Collect each line in the material below that contains the word "snow". Case counts.

» **Material**
------------------------------------------------------------------------

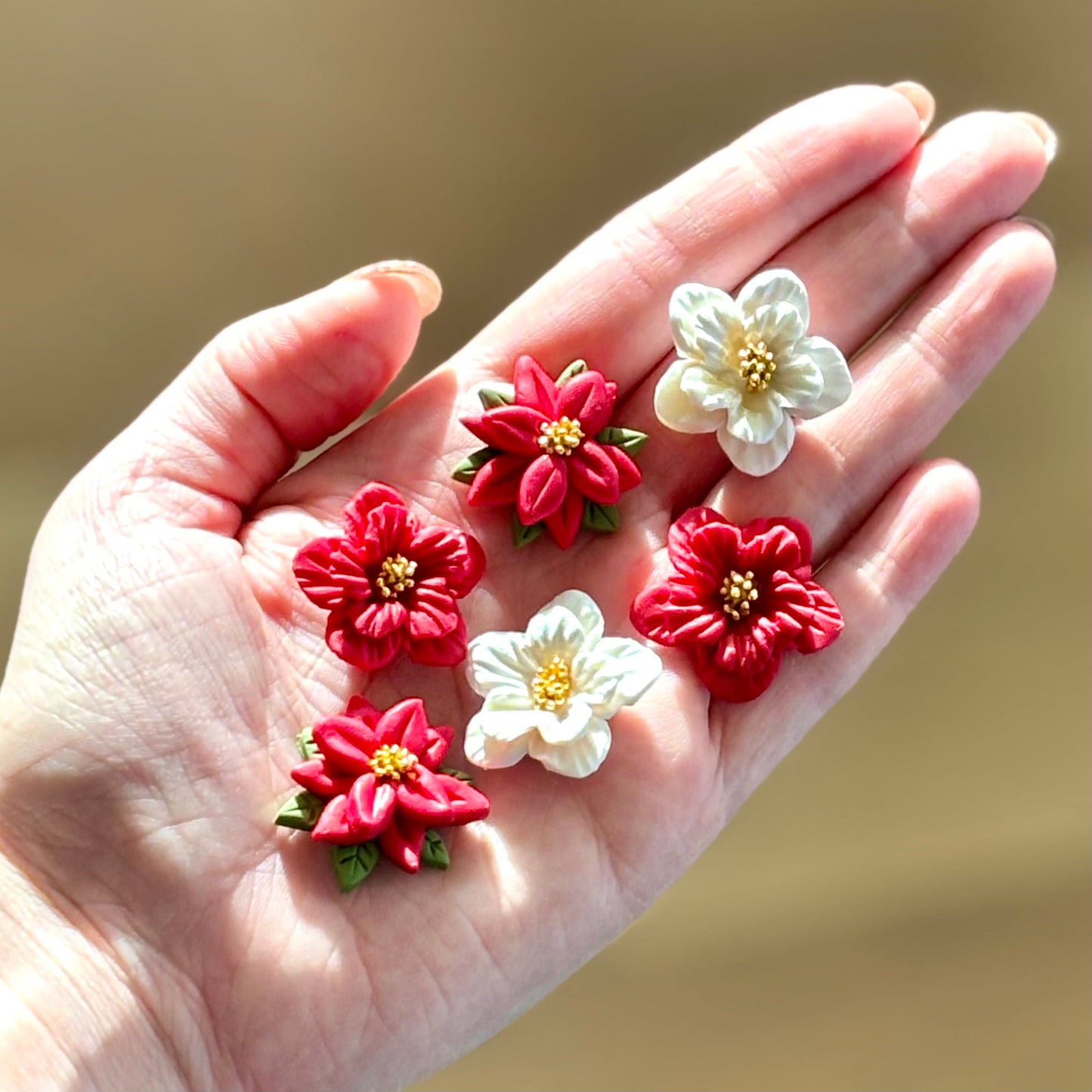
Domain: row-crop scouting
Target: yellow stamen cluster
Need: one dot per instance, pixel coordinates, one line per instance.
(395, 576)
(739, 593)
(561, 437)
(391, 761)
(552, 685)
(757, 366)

------------------------------------------------------------------------

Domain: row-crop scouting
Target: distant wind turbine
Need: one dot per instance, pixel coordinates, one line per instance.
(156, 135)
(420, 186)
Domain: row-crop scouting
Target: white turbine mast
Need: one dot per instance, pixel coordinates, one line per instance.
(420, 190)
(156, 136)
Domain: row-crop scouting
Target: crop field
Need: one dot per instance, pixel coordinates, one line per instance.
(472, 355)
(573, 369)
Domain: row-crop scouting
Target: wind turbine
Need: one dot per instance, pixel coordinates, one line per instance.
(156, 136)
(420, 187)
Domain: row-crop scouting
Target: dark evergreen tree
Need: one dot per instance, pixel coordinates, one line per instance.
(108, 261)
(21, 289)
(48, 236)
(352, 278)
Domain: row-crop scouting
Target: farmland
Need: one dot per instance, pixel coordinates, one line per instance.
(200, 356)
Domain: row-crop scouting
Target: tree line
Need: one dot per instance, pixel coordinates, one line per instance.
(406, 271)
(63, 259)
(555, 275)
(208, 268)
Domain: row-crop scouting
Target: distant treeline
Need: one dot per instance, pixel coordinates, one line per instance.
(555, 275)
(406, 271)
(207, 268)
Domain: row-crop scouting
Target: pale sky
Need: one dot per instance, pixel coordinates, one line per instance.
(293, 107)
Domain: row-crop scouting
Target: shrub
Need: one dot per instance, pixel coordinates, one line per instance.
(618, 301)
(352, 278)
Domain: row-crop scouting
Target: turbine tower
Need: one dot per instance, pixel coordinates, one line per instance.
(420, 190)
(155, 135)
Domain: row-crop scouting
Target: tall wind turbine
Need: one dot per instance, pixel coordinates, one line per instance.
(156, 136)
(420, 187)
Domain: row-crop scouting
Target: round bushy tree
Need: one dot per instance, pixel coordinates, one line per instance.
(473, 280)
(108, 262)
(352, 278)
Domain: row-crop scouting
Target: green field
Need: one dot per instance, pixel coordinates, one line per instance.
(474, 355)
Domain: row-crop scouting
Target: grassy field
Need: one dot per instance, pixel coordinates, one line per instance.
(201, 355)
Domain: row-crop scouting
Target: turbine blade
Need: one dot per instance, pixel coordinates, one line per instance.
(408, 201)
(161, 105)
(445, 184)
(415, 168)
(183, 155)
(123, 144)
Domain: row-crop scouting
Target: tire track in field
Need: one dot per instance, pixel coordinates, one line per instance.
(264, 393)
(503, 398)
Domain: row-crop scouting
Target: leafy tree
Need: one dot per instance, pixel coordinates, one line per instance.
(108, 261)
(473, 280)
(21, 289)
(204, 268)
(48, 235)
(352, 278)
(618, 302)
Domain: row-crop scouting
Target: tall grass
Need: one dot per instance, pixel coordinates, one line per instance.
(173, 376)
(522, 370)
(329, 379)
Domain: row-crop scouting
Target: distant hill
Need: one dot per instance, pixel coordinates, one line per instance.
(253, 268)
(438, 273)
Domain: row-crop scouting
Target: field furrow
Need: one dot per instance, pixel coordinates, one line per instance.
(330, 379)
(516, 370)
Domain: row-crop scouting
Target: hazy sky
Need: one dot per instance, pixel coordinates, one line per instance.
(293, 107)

------------------------------------------------------------------------

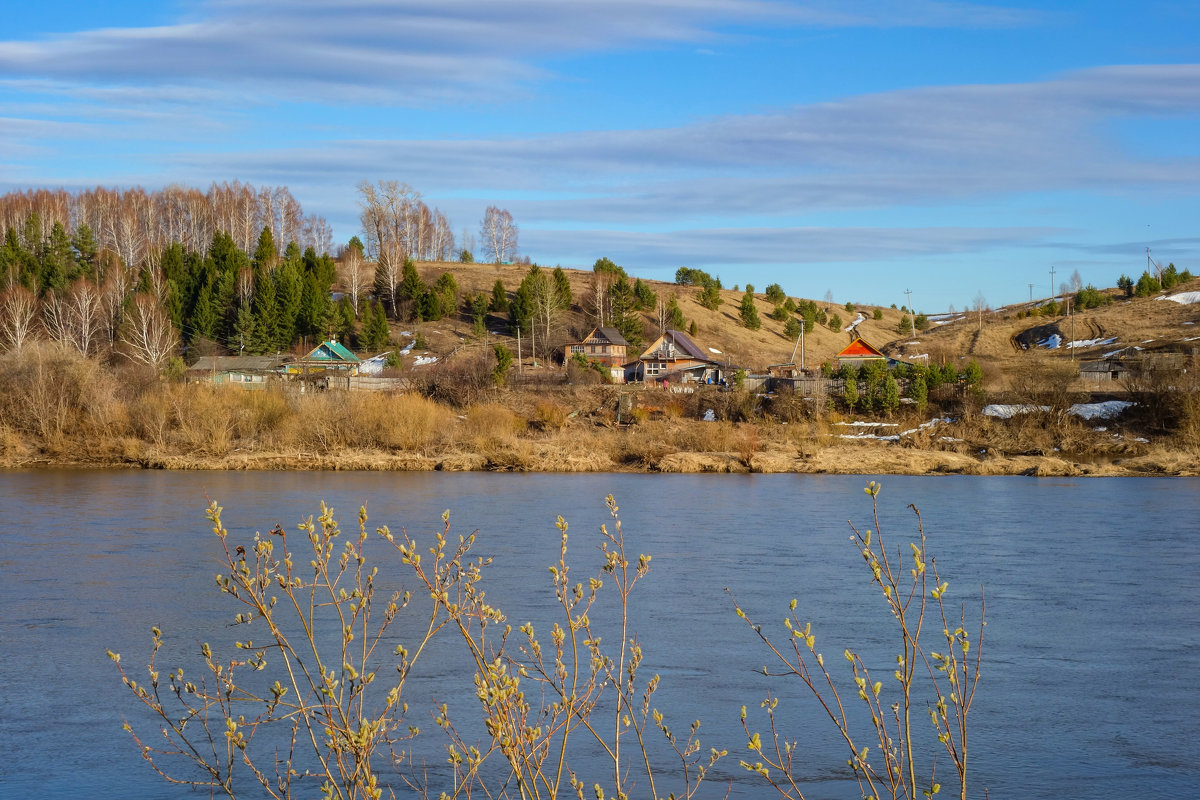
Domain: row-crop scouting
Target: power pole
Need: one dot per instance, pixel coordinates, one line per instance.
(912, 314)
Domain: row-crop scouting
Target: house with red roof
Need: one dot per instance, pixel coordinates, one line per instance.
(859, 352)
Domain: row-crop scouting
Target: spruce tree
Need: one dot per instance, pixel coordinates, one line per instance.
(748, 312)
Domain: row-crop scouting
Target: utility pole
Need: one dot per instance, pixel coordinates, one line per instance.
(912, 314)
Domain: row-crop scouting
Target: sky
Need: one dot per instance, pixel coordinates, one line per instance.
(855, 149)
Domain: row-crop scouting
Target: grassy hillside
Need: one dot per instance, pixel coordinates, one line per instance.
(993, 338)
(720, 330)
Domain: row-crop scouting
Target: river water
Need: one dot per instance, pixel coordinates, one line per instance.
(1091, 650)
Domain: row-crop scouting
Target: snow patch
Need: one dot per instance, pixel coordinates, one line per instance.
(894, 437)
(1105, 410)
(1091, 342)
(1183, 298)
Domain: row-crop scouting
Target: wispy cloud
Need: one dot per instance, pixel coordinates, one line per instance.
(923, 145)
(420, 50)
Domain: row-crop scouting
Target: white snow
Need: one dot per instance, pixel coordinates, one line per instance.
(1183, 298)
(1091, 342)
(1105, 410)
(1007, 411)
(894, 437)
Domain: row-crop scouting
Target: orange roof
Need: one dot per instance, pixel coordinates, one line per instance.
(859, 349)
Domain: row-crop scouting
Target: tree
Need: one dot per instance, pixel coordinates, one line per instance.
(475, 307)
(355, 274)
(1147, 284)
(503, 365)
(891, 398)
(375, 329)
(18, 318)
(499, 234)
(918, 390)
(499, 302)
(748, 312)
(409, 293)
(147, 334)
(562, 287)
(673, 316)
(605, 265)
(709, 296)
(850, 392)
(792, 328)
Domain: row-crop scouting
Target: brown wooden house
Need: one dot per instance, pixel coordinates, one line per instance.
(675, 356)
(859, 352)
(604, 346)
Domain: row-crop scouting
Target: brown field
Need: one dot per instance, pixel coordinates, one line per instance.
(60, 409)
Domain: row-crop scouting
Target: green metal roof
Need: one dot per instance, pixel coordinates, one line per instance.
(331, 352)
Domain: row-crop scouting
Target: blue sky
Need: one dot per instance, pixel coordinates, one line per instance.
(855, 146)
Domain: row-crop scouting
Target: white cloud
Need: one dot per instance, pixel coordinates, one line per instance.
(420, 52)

------------------------------------------------------------------------

» **The answer**
Target: snow patch
Target: white snow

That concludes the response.